RECORDS SHOWN section start

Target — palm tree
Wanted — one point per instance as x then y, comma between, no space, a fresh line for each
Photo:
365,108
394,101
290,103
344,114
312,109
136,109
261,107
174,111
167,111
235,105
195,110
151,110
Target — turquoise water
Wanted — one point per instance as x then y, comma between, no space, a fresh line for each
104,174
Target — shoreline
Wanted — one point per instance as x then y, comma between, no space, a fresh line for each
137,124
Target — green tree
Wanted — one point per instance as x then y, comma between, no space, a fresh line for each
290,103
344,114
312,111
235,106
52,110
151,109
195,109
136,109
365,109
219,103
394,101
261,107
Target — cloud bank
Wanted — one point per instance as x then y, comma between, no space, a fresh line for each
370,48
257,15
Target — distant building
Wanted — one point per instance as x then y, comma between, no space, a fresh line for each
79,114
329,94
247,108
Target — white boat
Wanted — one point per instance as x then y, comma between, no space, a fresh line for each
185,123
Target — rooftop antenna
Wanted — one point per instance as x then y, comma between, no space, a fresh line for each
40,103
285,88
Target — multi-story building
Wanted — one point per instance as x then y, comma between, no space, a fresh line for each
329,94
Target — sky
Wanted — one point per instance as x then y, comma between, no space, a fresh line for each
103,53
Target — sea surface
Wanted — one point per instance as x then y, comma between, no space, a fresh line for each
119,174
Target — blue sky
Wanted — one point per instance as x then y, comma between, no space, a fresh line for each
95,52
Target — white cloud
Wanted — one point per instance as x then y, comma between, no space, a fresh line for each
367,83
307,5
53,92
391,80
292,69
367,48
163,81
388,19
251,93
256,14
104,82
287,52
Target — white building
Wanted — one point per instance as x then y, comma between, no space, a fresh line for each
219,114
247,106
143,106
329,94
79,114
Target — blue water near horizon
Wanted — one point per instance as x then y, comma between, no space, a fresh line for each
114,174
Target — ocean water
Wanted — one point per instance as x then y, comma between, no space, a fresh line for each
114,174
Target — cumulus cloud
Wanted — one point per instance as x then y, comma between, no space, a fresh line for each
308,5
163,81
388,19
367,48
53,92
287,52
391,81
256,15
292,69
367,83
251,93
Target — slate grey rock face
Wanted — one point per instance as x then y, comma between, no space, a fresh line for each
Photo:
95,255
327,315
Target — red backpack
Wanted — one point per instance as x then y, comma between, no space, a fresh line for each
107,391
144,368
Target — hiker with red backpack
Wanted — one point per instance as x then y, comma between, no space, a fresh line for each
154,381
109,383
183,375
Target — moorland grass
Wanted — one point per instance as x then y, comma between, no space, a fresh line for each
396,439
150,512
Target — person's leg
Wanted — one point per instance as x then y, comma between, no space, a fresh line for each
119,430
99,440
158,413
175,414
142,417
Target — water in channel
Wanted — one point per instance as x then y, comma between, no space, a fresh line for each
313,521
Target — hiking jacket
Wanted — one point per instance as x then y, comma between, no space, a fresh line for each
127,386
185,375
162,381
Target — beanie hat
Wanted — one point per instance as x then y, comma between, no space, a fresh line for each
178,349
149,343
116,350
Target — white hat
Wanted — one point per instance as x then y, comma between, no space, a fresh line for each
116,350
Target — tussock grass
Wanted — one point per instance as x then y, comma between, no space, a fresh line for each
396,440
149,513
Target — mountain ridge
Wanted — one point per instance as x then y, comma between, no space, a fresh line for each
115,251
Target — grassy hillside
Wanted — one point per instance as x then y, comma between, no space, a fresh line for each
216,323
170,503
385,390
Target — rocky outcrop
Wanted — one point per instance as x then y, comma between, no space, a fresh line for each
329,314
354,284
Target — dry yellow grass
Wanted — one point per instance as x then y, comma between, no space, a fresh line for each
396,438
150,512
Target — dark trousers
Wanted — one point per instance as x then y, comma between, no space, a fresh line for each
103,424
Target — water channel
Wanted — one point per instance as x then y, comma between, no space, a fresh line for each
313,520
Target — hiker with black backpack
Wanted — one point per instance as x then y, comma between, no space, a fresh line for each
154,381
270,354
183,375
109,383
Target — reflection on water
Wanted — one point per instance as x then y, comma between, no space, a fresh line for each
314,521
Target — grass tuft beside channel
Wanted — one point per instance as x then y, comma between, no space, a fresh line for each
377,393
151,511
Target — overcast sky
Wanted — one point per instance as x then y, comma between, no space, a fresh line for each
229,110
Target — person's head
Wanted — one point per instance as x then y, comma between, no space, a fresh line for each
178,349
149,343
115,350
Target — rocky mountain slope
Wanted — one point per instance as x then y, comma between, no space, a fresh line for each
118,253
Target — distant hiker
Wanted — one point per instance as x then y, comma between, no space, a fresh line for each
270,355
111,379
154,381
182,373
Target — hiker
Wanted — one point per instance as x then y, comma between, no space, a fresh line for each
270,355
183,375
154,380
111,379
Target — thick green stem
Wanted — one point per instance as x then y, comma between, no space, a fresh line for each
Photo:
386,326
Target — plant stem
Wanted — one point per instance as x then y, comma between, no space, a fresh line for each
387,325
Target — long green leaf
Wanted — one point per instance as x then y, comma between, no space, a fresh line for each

RECORDS SHOWN section end
RECORDS SHOWN section start

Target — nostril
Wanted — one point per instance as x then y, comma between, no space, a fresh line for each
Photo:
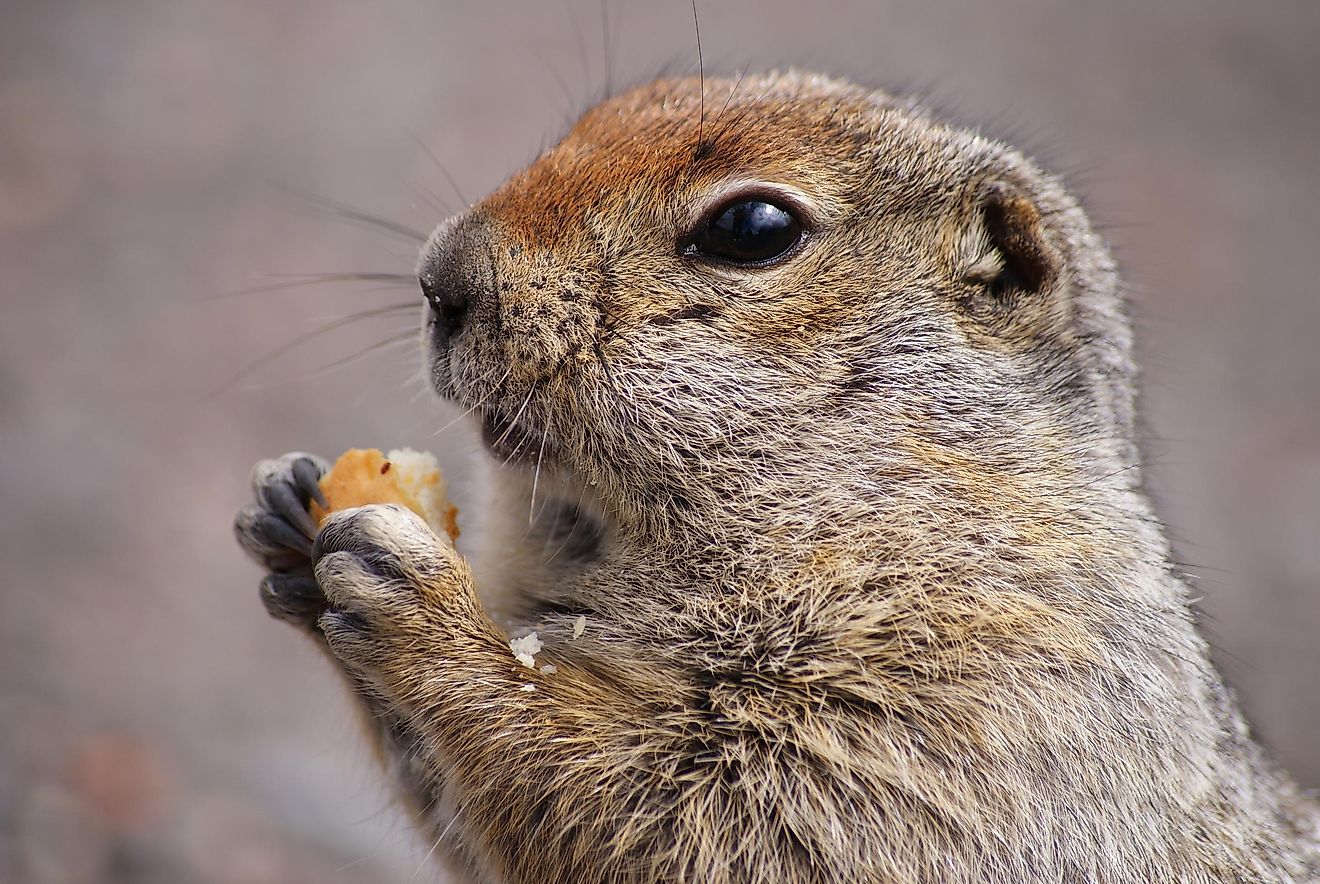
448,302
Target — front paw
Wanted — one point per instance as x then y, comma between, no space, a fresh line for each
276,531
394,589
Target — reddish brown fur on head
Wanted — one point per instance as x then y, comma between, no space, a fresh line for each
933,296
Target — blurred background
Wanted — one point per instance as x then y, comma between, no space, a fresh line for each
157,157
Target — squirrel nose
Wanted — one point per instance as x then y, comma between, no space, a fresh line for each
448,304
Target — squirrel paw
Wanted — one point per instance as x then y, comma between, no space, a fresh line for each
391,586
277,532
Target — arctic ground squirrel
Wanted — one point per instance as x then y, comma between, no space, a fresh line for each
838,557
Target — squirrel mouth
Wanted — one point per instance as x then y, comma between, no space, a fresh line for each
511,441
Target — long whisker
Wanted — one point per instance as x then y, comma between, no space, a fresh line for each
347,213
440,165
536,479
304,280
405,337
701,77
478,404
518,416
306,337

RECORDS SHOWN section end
RECORDS SHOWN section start

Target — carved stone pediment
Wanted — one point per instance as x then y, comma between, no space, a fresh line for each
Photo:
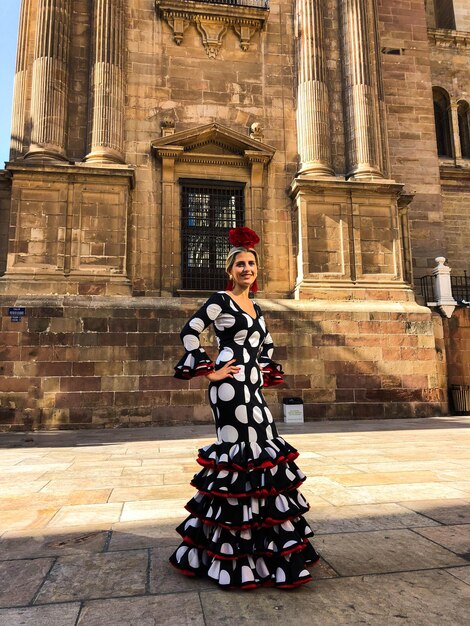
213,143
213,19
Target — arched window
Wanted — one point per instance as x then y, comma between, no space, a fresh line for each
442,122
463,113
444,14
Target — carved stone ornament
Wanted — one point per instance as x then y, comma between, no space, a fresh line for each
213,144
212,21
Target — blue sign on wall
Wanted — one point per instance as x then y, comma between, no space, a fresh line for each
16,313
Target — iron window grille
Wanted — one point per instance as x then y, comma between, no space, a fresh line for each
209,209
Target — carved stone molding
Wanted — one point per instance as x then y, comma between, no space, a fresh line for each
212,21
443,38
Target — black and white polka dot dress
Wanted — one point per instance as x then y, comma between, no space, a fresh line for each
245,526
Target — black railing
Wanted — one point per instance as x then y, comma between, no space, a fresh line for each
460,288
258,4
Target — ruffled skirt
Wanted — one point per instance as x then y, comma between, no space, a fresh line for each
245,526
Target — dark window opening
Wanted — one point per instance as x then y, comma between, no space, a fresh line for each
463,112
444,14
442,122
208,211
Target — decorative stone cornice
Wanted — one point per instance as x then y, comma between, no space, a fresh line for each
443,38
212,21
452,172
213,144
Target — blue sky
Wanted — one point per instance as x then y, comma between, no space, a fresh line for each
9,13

RECORDS SHOWN section end

### DESCRIPTION OF THE TASK
The answer consists of every line above in which the word "stone" occurs.

### TASK ANSWER
Target — carved stone pediment
Target — carved stone ornament
Target — carved stone molding
Target — decorative stone cornice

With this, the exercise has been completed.